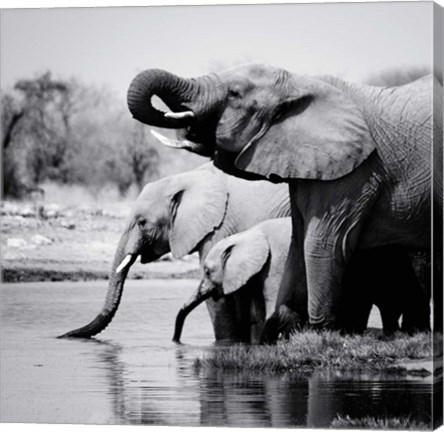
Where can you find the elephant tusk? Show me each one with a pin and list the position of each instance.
(180, 116)
(180, 144)
(125, 262)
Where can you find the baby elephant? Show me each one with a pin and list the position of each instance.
(253, 262)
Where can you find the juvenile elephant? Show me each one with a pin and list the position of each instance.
(184, 213)
(251, 264)
(357, 160)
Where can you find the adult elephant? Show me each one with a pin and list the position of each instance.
(252, 263)
(184, 213)
(357, 159)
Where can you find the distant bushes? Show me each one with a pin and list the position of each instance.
(66, 132)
###
■ **REQUIREMENTS**
Please convert all of the material above into a numbered list with one line per item, skipping any blank lines and leaving out the picture.

■ **OUTPUT OF THE EXERCISE**
1. Where can you find the elephant tusk? Show me each one with a pin and list the position of each instance.
2. (180, 116)
3. (180, 144)
4. (125, 262)
5. Where can you find the baby elephant? Show me each one with a pin and list the position of each instance.
6. (253, 262)
7. Where can you find the juvenile elephant? Show me each one with a pin and list the position of each instance.
8. (184, 213)
9. (251, 264)
10. (357, 160)
11. Where can you find the adult elephant? Show me each one with a pin and list the position of each instance.
12. (252, 263)
13. (184, 213)
14. (357, 159)
15. Where can you find the distant bushes? Show me each one with a pin and list the position of each instance.
16. (66, 132)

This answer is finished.